» **About this task**
In the listing below, locate the line containing "Query: overcast sky" and the line containing "A single pin marks each instance of the scaffolding pole.". Output both of them and every line between, exactly as written, and nothing more.

──────── Entries supplied

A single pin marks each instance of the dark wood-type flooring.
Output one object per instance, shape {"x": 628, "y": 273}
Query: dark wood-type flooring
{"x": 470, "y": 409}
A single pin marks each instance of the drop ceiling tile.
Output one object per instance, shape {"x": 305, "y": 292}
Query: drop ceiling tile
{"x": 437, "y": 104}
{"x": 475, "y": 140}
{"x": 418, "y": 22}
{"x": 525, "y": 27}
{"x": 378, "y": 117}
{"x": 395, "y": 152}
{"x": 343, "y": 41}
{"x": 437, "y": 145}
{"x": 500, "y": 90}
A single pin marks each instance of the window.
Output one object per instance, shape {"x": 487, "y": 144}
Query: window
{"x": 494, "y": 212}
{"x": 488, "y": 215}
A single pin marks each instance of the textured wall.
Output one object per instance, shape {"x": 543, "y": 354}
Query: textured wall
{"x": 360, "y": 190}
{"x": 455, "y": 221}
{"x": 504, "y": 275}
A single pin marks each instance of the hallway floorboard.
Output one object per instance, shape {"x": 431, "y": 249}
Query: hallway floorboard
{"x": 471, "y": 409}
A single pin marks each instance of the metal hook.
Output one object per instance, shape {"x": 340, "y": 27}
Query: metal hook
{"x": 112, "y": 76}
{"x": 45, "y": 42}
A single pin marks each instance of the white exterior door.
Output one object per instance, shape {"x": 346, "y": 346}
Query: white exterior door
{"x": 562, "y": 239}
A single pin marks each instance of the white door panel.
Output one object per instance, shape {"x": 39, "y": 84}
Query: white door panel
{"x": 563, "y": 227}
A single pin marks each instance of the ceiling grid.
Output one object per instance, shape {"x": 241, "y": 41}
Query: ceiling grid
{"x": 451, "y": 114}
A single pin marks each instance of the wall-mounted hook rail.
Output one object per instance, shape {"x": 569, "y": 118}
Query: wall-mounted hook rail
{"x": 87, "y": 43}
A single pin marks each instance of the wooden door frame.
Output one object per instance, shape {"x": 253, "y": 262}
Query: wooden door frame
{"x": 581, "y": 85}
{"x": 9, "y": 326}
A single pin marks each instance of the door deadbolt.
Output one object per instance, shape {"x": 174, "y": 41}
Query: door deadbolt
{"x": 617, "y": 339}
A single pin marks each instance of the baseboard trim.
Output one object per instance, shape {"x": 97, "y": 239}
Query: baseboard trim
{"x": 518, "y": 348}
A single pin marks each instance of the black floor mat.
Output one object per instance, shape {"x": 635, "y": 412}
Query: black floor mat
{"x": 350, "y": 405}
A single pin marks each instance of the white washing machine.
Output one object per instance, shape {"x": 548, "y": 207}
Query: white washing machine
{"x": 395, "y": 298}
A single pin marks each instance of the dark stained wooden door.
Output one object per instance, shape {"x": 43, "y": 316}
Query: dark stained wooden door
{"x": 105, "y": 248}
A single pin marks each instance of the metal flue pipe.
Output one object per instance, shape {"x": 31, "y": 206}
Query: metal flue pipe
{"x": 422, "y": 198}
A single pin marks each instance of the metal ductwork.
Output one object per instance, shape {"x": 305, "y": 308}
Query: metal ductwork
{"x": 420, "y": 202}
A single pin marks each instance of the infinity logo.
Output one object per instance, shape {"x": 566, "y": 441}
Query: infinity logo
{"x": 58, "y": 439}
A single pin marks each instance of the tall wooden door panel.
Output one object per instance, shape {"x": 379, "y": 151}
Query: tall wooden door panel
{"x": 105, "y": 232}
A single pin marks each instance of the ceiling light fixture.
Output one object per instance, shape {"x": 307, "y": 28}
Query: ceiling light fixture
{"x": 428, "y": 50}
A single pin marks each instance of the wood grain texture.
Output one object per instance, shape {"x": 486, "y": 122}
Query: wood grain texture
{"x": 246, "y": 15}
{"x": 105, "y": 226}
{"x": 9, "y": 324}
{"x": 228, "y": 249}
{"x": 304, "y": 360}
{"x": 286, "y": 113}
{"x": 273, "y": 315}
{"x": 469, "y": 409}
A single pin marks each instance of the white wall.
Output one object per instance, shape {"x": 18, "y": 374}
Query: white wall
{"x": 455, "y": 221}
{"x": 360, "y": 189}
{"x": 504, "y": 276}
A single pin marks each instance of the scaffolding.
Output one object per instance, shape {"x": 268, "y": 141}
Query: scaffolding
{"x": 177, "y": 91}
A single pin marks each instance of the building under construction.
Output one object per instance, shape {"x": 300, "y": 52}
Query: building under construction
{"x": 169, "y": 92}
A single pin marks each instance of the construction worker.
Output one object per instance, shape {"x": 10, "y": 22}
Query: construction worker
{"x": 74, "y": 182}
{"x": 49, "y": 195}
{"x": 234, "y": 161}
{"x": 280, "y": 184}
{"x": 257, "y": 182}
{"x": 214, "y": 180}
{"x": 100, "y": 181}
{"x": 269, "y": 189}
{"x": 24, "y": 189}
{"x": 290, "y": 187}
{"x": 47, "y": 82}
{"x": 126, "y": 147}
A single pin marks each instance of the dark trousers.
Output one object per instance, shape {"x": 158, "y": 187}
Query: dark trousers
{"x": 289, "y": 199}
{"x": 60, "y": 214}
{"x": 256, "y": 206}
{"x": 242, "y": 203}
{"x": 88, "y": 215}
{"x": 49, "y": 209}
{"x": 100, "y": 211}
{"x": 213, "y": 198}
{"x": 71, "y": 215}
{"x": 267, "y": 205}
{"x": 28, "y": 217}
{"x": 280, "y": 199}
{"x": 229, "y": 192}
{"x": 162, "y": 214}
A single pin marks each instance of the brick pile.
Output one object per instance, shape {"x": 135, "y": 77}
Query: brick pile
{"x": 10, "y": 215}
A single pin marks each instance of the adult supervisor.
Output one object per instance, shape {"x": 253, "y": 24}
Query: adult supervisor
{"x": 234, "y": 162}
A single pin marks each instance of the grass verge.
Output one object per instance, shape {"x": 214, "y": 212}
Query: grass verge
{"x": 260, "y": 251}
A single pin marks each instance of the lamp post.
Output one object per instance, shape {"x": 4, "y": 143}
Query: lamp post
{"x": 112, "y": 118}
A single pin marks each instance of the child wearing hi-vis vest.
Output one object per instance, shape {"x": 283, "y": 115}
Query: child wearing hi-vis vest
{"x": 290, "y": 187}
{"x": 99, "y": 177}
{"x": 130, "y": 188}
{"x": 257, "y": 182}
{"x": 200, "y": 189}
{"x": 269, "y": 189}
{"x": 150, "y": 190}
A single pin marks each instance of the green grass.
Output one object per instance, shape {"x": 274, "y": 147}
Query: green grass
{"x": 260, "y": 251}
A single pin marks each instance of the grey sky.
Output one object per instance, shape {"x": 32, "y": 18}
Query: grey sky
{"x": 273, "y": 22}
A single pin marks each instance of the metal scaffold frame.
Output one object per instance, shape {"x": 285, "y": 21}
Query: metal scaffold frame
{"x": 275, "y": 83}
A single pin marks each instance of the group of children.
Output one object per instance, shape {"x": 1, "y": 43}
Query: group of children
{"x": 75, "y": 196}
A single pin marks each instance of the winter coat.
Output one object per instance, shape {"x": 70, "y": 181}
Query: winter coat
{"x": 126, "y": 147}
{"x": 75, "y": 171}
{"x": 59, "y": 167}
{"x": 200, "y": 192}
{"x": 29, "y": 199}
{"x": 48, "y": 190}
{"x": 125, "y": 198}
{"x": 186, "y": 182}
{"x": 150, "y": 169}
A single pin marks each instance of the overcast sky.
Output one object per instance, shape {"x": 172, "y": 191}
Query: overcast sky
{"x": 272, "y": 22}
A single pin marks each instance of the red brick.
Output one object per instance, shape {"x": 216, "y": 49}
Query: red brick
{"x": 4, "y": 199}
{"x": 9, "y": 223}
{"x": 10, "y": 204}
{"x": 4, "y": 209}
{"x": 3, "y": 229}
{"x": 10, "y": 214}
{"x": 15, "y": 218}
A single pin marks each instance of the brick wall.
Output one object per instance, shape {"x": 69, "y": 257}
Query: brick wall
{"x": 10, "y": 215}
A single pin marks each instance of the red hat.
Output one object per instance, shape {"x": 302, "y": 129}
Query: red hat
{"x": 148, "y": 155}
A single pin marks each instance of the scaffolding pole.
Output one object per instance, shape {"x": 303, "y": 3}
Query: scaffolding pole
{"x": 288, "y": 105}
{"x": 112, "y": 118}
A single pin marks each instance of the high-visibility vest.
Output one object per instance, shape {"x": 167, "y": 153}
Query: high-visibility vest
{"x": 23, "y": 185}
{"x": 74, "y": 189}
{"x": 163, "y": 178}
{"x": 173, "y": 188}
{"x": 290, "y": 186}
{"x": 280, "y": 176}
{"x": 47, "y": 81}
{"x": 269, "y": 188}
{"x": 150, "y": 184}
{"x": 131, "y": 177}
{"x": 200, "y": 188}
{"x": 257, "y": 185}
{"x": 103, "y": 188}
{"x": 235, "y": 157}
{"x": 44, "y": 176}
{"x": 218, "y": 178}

────────────────

» **Output for this task**
Query: overcast sky
{"x": 272, "y": 22}
A single pin marks each instance of the red brick.
Output one object per instance, shape {"x": 216, "y": 49}
Query: red brick
{"x": 4, "y": 199}
{"x": 9, "y": 223}
{"x": 10, "y": 204}
{"x": 4, "y": 209}
{"x": 3, "y": 229}
{"x": 10, "y": 214}
{"x": 15, "y": 218}
A single pin marks each instance of the brick wall.
Output one object per instance, shape {"x": 69, "y": 257}
Query: brick wall
{"x": 10, "y": 215}
A single pin marks each instance of the red hat.
Output one object per instance, shape {"x": 302, "y": 129}
Query: red hat
{"x": 148, "y": 155}
A single pin marks each instance of the scaffolding pole.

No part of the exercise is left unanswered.